(Dataset excerpts on object pointing)

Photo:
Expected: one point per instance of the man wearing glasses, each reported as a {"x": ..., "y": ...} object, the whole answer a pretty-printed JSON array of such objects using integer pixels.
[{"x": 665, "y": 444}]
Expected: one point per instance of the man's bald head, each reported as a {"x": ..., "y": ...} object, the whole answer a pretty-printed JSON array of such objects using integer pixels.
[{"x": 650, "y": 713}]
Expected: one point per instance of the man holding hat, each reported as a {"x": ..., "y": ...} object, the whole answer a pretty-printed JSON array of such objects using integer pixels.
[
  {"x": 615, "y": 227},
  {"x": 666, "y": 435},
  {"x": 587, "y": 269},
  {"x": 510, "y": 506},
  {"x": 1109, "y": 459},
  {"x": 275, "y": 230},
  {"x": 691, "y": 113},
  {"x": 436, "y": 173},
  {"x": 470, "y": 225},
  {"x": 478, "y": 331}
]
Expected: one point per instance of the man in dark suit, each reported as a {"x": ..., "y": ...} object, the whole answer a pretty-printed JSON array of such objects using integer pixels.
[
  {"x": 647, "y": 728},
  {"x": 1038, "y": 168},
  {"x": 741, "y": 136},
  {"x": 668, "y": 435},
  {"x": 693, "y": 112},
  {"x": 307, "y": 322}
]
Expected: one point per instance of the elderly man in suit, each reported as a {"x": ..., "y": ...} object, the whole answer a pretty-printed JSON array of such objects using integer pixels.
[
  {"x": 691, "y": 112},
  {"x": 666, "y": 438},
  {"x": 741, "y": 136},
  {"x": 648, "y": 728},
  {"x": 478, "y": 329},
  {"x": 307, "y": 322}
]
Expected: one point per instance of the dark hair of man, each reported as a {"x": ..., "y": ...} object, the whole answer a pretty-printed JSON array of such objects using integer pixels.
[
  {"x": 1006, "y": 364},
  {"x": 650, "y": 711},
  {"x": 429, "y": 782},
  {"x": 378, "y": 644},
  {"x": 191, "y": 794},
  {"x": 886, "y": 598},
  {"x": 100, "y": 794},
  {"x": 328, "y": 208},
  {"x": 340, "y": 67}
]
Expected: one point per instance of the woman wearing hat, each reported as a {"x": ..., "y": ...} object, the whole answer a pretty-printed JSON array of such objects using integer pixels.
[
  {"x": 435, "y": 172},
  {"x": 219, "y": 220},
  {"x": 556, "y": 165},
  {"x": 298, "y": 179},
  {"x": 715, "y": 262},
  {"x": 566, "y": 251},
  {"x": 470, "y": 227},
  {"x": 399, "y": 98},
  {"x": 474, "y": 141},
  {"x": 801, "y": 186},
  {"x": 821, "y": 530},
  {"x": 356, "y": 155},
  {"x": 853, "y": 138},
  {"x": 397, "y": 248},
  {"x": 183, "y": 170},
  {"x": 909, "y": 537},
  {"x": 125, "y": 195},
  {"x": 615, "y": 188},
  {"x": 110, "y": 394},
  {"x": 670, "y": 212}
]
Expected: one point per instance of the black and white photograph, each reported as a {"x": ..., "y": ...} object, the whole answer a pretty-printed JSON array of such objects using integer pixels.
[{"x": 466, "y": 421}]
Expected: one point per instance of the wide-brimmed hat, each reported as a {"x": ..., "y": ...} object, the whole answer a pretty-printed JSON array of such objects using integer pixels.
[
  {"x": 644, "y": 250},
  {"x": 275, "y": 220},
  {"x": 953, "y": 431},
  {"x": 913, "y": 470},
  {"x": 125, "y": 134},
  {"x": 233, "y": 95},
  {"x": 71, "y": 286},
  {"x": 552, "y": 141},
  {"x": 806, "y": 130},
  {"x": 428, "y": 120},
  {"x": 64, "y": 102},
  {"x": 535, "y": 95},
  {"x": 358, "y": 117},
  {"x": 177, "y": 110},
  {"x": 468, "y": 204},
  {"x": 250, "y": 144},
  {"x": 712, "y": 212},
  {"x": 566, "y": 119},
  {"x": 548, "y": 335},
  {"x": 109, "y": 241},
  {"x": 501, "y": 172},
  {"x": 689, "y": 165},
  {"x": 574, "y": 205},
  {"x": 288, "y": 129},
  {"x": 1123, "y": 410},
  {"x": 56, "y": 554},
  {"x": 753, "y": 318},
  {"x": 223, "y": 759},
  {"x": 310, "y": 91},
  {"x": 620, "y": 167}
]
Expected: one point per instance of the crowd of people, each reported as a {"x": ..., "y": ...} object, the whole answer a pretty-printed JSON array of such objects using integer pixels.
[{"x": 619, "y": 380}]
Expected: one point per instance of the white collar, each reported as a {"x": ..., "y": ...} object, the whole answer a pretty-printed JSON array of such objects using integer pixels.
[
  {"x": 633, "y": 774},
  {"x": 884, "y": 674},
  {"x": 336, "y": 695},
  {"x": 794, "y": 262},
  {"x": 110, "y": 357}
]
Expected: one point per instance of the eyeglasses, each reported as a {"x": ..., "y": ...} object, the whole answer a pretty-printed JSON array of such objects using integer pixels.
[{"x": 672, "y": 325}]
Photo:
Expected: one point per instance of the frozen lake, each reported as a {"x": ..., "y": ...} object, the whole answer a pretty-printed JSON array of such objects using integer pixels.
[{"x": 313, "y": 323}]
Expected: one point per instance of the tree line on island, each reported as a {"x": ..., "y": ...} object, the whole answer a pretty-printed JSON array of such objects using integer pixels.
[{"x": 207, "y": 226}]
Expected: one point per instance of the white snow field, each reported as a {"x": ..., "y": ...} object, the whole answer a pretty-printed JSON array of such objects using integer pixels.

Exercise prompt:
Please turn every line of the records above into a numbered list, leaving out any blank lines.

Written response:
1. Photo:
2. Expected: one point per instance of the man wearing glasses, each reported as a {"x": ..., "y": ...} object, the whole answer a pretty-printed JSON array of such objects using integer pixels.
3. [{"x": 665, "y": 444}]
4. Expected: one point per instance of the man's bald head, each reported as a {"x": ..., "y": ...} object, the whole answer a pretty-printed JSON array of such objects using integer pixels.
5. [{"x": 650, "y": 713}]
6. Expected: one point per instance of the man holding hat, each reported as a {"x": ..., "y": ...} object, the whole answer a pretty-printed JSON array of such objects using integer pixels.
7. [
8.   {"x": 615, "y": 227},
9.   {"x": 666, "y": 435},
10.   {"x": 587, "y": 269},
11.   {"x": 510, "y": 506},
12.   {"x": 1109, "y": 459},
13.   {"x": 275, "y": 230},
14.   {"x": 691, "y": 113},
15.   {"x": 436, "y": 173},
16.   {"x": 470, "y": 225},
17.   {"x": 478, "y": 331}
18. ]
19. Expected: one point per instance of the man in dark suit, each reported as a {"x": ..., "y": ...} object, the whole answer a pretty-printed JSON array of such objects using integer pixels.
20. [
21.   {"x": 647, "y": 728},
22.   {"x": 1038, "y": 168},
23.   {"x": 741, "y": 136},
24.   {"x": 668, "y": 435},
25.   {"x": 693, "y": 112},
26.   {"x": 307, "y": 322}
27. ]
28. Expected: one point per instance of the elderly man in suit, each reported as a {"x": ..., "y": ...} object, the whole answer a pretty-printed JSON array of such objects using integer pixels.
29. [
30.   {"x": 691, "y": 112},
31.   {"x": 666, "y": 438},
32.   {"x": 741, "y": 136},
33.   {"x": 648, "y": 728},
34.   {"x": 478, "y": 329},
35.   {"x": 307, "y": 322}
36. ]
37. Expected: one point per instance of the dark hair of man, each reported as a {"x": ..., "y": ...} object, the whole answer a pretty-printed JSON array of such objects using integer pixels.
38. [
39.   {"x": 1006, "y": 364},
40.   {"x": 650, "y": 711},
41.   {"x": 429, "y": 782},
42.   {"x": 378, "y": 644},
43.   {"x": 191, "y": 794},
44.   {"x": 886, "y": 598},
45.   {"x": 100, "y": 794},
46.   {"x": 328, "y": 208},
47.   {"x": 340, "y": 67}
48. ]
49. Expected: one point per instance of the woman wearing hat, each reported as a {"x": ..., "y": ...} object, the whole answer a pretty-printed JSON array of such objects using integer pixels.
50. [
51.   {"x": 435, "y": 172},
52.   {"x": 219, "y": 220},
53.   {"x": 556, "y": 165},
54.   {"x": 298, "y": 179},
55.   {"x": 715, "y": 262},
56.   {"x": 566, "y": 251},
57.   {"x": 470, "y": 227},
58.   {"x": 399, "y": 98},
59.   {"x": 474, "y": 141},
60.   {"x": 801, "y": 186},
61.   {"x": 821, "y": 530},
62.   {"x": 356, "y": 155},
63.   {"x": 853, "y": 138},
64.   {"x": 397, "y": 248},
65.   {"x": 183, "y": 170},
66.   {"x": 909, "y": 537},
67.   {"x": 125, "y": 195},
68.   {"x": 615, "y": 188},
69.   {"x": 110, "y": 394},
70.   {"x": 670, "y": 212}
71. ]
72. Expected: one point per instance of the black and white photograph, each reported as a {"x": ..., "y": ...} object, the whole answer a pretty-printed JSON array of such objects using integer pixels.
73. [{"x": 466, "y": 421}]
74. Expected: one point per instance of the wide-brimmed hat, each reported as a {"x": ..., "y": ...} object, the whole answer a pretty-printed JSON array of such objects using integer pixels.
75. [
76.   {"x": 644, "y": 250},
77.   {"x": 275, "y": 220},
78.   {"x": 953, "y": 431},
79.   {"x": 913, "y": 470},
80.   {"x": 125, "y": 134},
81.   {"x": 233, "y": 95},
82.   {"x": 71, "y": 286},
83.   {"x": 552, "y": 141},
84.   {"x": 806, "y": 130},
85.   {"x": 428, "y": 120},
86.   {"x": 64, "y": 102},
87.   {"x": 535, "y": 95},
88.   {"x": 358, "y": 117},
89.   {"x": 177, "y": 110},
90.   {"x": 468, "y": 204},
91.   {"x": 250, "y": 144},
92.   {"x": 712, "y": 212},
93.   {"x": 566, "y": 119},
94.   {"x": 548, "y": 335},
95.   {"x": 109, "y": 241},
96.   {"x": 501, "y": 172},
97.   {"x": 689, "y": 165},
98.   {"x": 574, "y": 205},
99.   {"x": 288, "y": 129},
100.   {"x": 1123, "y": 410},
101.   {"x": 56, "y": 554},
102.   {"x": 753, "y": 318},
103.   {"x": 223, "y": 759},
104.   {"x": 310, "y": 91},
105.   {"x": 620, "y": 167}
106. ]
107. Expected: one point per instance of the crowd of people, each reported as a {"x": ..., "y": ...} object, the whole answer a pretty-printed JSON array of such objects using integer pixels.
108. [{"x": 619, "y": 380}]
109. Expected: one point per instance of the white collar, each reported as a {"x": ..., "y": ...} object, the whole answer a pretty-printed JSON array of such objects using integer pixels.
110. [
111.   {"x": 633, "y": 774},
112.   {"x": 884, "y": 674},
113.   {"x": 336, "y": 695},
114.   {"x": 794, "y": 262},
115.   {"x": 110, "y": 357}
116. ]
117. Expected: one point per instance of the eyeglasses, each reported as a {"x": ..., "y": ...} object, the whole answer a pretty-printed JSON array of such objects using integer pixels.
118. [{"x": 672, "y": 325}]
119. Photo:
120. Expected: one point per instance of the frozen lake, each reported as a {"x": ..., "y": ...} object, the whole answer a pretty-printed JSON array of such objects using integer pixels.
121. [{"x": 313, "y": 323}]
122. Expected: one point per instance of the tree line on island, each reported as a {"x": ..., "y": ...} object, the whole answer a pretty-printed JSON array of such objects using integer pixels.
123. [{"x": 207, "y": 226}]
124. Expected: one point per instance of the white snow field, each reported as a {"x": ..., "y": ...} object, the whole answer a pretty-printed JSON array of such objects using integer pixels.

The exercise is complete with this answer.